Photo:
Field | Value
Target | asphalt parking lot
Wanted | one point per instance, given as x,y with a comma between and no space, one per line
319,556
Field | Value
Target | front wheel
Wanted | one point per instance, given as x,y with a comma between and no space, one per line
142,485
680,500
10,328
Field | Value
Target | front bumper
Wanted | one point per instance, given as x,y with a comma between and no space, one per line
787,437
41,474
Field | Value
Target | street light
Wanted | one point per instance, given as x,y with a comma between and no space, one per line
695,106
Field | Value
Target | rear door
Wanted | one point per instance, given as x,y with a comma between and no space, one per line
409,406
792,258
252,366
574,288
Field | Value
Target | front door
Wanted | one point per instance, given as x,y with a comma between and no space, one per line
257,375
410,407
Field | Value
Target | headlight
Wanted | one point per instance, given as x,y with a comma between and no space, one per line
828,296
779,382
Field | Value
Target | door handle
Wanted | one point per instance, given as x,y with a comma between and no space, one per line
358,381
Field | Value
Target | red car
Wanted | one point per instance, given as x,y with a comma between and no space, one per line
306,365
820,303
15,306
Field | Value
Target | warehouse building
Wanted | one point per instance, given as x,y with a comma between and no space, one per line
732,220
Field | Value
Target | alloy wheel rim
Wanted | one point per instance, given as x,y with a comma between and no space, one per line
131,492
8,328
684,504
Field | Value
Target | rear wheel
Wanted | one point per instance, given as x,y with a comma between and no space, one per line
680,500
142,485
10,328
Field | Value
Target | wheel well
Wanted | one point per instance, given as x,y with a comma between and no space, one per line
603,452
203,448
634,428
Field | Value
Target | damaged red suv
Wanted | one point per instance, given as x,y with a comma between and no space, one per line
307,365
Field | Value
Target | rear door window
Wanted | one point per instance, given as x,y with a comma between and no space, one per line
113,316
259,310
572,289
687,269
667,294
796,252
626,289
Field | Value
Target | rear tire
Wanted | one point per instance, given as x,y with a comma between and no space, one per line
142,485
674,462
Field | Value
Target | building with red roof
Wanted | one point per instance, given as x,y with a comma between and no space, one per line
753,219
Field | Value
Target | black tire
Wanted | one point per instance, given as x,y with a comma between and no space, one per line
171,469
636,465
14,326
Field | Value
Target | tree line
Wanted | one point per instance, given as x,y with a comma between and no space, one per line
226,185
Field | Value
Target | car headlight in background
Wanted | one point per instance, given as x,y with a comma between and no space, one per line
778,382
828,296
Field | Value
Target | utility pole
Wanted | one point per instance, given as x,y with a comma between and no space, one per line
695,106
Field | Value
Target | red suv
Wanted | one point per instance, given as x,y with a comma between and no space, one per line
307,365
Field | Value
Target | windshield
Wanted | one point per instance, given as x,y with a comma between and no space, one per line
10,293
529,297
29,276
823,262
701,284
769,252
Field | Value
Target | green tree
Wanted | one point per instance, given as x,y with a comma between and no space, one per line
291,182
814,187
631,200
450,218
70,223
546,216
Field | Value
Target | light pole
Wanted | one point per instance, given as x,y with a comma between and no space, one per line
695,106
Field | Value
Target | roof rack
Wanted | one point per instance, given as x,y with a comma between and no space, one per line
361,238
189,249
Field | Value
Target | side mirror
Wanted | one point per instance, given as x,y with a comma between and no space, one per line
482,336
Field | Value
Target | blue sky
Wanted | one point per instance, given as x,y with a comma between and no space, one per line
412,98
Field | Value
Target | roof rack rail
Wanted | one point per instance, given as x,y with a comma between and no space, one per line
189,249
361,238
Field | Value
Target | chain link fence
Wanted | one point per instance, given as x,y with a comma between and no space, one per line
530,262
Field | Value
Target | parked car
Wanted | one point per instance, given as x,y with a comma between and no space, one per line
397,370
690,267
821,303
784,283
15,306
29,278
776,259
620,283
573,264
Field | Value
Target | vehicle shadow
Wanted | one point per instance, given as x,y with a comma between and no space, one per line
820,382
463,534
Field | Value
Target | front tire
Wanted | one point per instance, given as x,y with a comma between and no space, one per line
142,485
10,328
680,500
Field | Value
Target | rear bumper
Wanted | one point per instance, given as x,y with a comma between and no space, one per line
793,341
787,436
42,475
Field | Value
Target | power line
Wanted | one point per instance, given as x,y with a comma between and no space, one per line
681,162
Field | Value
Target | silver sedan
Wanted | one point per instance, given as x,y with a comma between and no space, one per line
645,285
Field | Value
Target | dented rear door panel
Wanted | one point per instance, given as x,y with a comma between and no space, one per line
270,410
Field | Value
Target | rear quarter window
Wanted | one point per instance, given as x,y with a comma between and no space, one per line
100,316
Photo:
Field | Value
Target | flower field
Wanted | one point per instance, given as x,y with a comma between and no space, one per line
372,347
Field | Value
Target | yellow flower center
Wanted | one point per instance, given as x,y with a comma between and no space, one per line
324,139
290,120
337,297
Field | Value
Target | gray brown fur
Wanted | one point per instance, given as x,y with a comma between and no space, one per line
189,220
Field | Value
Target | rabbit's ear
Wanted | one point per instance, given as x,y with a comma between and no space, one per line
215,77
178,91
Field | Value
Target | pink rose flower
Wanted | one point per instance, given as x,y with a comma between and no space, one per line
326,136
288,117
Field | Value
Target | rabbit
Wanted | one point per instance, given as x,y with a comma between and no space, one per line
___
▶ [Problem statement]:
Extract the full listing above without alteration.

▶ [Result of the exercise]:
Photo:
Field | Value
Target | asphalt parking lot
Wanted | one point per instance, given as x,y with a comma between and no space, one per line
319,556
Field | Value
Target | front wheel
Wanted | one point per instance, given as x,y with a comma between and no space, one per line
142,485
680,500
10,328
Field | Value
Target | front bumper
Wanted | one point per instance, given as x,y with a comma between and no space, one per line
787,437
41,474
Field | Value
Target | street light
Wanted | one point per instance, given as x,y with a comma between and no space, one per line
695,106
Field | Value
Target | rear door
Wanted | one point per instance, given as x,y with a comma between and no space, one per line
409,406
792,258
252,366
574,288
Field | Value
Target | front door
Wanted | one point per instance, given as x,y with a comma between and no space, one per line
257,375
410,407
Field | Value
Target | headlight
Wanted | one point per instance, given as x,y with a comma between and no space, one per line
828,296
779,382
Field | Value
Target | door handle
Wanted | one point per instance, given as x,y with a comma between and no space, one per line
358,381
Field | Value
Target | red car
Wanted | one point per instance, given as x,y with a comma between and no space, one per line
306,365
820,303
15,306
Field | Value
Target | warehouse building
Wanted | one point per instance, given as x,y with a comma between and no space, one per line
732,220
Field | Value
Target | alloy wheel rim
Wanted | one point per instance, given as x,y with a comma between and no space, one per line
131,492
8,328
684,504
Field | Value
Target | rear wheel
Wanted | one point per instance, given as x,y with a comma between and no space, one per line
680,500
142,485
10,328
Field | Value
Target | wheel well
Wanted | one point per instance, given as x,y with a comma between and no space, one per line
603,452
203,448
634,428
Field | Value
Target | damaged red suv
Wanted | one point per instance, given as x,y with a comma between and no space, one per line
307,365
Field | Value
Target | rear door window
Wanted | one point per instance, given as x,y with a comma between and no space, one per line
113,316
259,310
572,289
687,269
667,294
796,252
626,289
Field | Value
Target | rear tire
Wanted | one point per instance, given as x,y with a comma between and no space, one per line
142,485
674,462
Field | Value
Target | building with red roof
Wanted | one point per instance, given as x,y with a comma between and no space, one per line
753,219
Field | Value
Target | black tire
Wanted | one point per instance, given as x,y with a comma between and no space, one per line
171,469
636,465
14,326
Field | Value
Target | tree line
Wanted | one point per instance, given as x,y with a comma between and no space, one per line
226,185
Field | Value
Target | car headlight in background
Wanted | one point per instance, given as x,y with a comma between and no space, one per line
778,382
828,296
Field | Value
Target | utility pole
Wanted | one point per instance, given as x,y with a comma between and no space, one per line
695,106
Field | Value
Target | red suv
Wanted | one point per instance, given as x,y with a comma between and no space, one per line
307,365
Field | Value
Target | windshield
Wanted | one point per instance, given as x,y with a comma between and no space, one per line
10,293
529,297
29,276
823,262
701,284
769,252
Field | Value
Target | green tree
Wanted | one point per instance, given as x,y with a comma between and no space, one per line
291,182
814,187
631,200
450,218
70,223
546,216
Field | Value
Target | light pole
Wanted | one point per instance, given as x,y with a comma between and no space, one per line
695,106
Field | Value
Target | roof rack
Wanted | one point per instance, given as x,y with a comma between and no space, one per line
361,238
189,249
Field | Value
Target | side mirror
Wanted | one point per instance, given as x,y with a comma between and no space, one per line
482,336
Field | Value
Target | blue sky
Wanted | one point per instance, given as x,y with a comma between and no space, one per line
412,98
Field | Value
Target | roof rack rail
Wanted | one point per instance, given as x,y with a comma between and no space, one per line
189,249
361,238
Field | Value
Target | chain link fence
Wanted | one point per instance, given as x,y with a comma between and no space, one per line
530,262
Field | Value
Target | parked car
Wanted | one point per instance, given as x,y with a comma between and no space, one per line
397,370
690,267
821,303
784,283
15,306
29,278
776,259
620,283
573,264
Field | Value
Target | vehicle shadow
Wanted | one point per instance, given as x,y with a comma between and no space, one per line
820,382
463,534
Field | Value
Target | front tire
Wanted | one point per instance, given as x,y with a comma between and no space, one per line
142,485
10,328
680,500
Field | Value
Target | rear bumper
Wanted | one point per instance, given as x,y with a comma between and no space, one per line
793,341
787,436
42,475
Field | Value
Target | power line
Wanted | one point per instance, given as x,y with a comma between and no space, one per line
681,162
Field | Value
Target | silver sedan
Wanted | one point per instance, given as x,y with a comma between and no space, one per line
645,285
Field | Value
Target | dented rear door panel
Wanted | one point per instance, given as x,y with a comma between and no space, one per line
270,410
Field | Value
Target | rear quarter window
Wanted | one point per instance, given as x,y with a comma between and no space, one per line
100,316
Photo:
Field | Value
Target | flower field
Wanted | one point per instance, given as x,y with a comma between and no space, one per line
372,347
Field | Value
Target | yellow flower center
Wanted | one point per instance, given as x,y with a comma between and no space, one per line
324,139
290,120
337,297
Field | Value
Target | gray brown fur
Wanted | one point per instance, given as x,y with a comma between and no space, one per line
189,220
Field | Value
Target | rabbit's ear
Wanted | one point per instance, given as x,y with a comma between and no space, one per line
215,77
178,91
Field | Value
Target | pink rose flower
Wanted | one point per instance, given as x,y with a comma between and no space, one per line
326,136
288,117
Field | Value
Target | rabbit
Wanted | one point per instance, given as x,y with a comma between and no space, one per line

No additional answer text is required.